* _SELECTED EXTRACT_:
———
Anyone who has had to deal with inflammatory diseases knows how difficult it is to find suitable forms of therapy. However, healing treatments for atherosclerosis, Alzheimer’s dementia or AIDS are still not possible. That is why there is hope for research work.
The scientists around Dr. Changjung Yin, Professor Andreas Habenicht and Professor Christian Weber from the Institute for Prophylaxis and Epidemiology of Circulatory Diseases (IPEK) at the LMU Clinic identified a promising approach for new therapies in cooperation with the Leibniz Institute for Natural Product Research and Infection Biology in Jena and other partners. They found out that the apolipoprotein E, ApoE for short, a multifunctional protein, plays a decisive role. It acts as a regulator of fat metabolism. Numerous other properties have also been described. The interesting thing is that the protein is associated with atherosclerosis, Alzheimer’s dementia and AIDS.
Direct influence on inflammations
The research work of the scientists showed that ApoE works as a key molecule and regulator. Thus, it interferes with a central signalling cascade of the immune ration. The result: it directly influences inflammations.
The scientists carried out a treatment with an active substance that starts at this cascade. This enabled them to inhibit atherosclerosis and inflammatory processes in the brain. In doing so, the researchers unexpectedly deciphered a common function of ApoE in various diseases. This could be a new starting point for developing new therapies for these diseases.
The research results are so interesting because until now the functions of ApoE were largely unknown. There are three different variants of the multifunctional protein as it acts in the human body. Since the early 1990s, it has been known that the variant ApoE4 is responsible for the development of a certain form of Alzheimer’s dementia. “Many Alzheimer researchers therefore regard ApoE as harmful. In terms of cardiovascular diseases, however, ApoE appears to have a positive effect: Mice that are unable to produce this protein because the corresponding gene has been switched off (“knocked out”) show elevated blood lipid levels and severe atherosclerosis,” says Yin.
———
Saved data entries
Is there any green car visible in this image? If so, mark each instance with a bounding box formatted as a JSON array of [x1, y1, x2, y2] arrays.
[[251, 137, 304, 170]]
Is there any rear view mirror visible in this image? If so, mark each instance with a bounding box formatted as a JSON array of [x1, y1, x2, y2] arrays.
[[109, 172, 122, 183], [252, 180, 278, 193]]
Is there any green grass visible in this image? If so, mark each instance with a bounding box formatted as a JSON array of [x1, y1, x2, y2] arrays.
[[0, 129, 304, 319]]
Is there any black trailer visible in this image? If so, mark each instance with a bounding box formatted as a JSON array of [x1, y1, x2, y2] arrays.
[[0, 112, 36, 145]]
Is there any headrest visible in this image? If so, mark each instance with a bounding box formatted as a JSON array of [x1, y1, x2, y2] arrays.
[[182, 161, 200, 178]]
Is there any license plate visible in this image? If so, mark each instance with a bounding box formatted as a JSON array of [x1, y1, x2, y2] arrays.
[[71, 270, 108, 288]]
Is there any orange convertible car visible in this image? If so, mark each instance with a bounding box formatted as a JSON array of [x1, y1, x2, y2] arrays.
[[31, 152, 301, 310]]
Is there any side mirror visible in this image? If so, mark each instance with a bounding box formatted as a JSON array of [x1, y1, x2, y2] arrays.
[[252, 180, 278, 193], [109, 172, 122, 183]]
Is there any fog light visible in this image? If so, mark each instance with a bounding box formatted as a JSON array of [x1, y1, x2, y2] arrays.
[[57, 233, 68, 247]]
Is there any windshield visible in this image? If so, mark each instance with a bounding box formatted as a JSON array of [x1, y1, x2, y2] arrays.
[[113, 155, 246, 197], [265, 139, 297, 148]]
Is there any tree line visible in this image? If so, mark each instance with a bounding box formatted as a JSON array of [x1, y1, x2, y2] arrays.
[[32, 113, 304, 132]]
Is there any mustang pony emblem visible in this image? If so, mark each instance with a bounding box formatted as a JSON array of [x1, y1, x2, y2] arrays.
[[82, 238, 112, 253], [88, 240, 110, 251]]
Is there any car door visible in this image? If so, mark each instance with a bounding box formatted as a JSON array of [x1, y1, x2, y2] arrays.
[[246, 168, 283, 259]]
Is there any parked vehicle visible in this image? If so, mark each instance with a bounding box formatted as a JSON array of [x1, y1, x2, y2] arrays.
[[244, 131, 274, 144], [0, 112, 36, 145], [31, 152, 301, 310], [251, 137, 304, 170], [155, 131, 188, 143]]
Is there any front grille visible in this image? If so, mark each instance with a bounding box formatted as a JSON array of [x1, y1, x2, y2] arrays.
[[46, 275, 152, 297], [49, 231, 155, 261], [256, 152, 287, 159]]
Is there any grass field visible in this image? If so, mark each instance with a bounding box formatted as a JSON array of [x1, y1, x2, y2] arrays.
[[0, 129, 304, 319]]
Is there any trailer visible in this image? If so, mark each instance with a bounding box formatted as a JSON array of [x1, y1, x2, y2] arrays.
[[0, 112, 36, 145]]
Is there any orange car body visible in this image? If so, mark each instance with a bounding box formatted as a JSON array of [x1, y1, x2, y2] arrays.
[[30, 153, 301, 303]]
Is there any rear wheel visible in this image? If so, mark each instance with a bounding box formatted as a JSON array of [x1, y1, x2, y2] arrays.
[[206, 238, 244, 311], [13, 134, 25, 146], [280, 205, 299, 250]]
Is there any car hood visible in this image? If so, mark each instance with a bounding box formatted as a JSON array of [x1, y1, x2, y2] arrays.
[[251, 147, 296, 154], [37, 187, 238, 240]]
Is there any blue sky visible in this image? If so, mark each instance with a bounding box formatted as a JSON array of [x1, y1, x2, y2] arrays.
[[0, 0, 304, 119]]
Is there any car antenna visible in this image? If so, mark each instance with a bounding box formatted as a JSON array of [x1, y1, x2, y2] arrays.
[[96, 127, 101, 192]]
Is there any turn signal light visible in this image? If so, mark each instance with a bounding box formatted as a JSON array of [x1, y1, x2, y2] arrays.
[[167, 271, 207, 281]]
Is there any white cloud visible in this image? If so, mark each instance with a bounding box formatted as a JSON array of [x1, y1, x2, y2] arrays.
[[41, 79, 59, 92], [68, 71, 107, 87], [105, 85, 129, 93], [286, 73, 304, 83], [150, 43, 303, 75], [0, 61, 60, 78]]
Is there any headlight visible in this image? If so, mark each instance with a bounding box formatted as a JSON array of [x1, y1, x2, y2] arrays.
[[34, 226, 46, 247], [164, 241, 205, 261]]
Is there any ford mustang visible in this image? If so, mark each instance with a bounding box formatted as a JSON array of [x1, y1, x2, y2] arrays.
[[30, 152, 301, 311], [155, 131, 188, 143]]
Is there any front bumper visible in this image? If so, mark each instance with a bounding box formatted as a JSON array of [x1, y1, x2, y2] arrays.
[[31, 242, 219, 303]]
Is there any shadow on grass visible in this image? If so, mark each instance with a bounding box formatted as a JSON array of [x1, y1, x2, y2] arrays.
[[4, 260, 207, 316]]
———
* _TASK_: Duplicate the ApoE article word for word, everything from "Anyone who has" down to "for research work.".

* _RESULT OF THE TASK_:
Anyone who has had to deal with inflammatory diseases knows how difficult it is to find suitable forms of therapy. However, healing treatments for atherosclerosis, Alzheimer’s dementia or AIDS are still not possible. That is why there is hope for research work.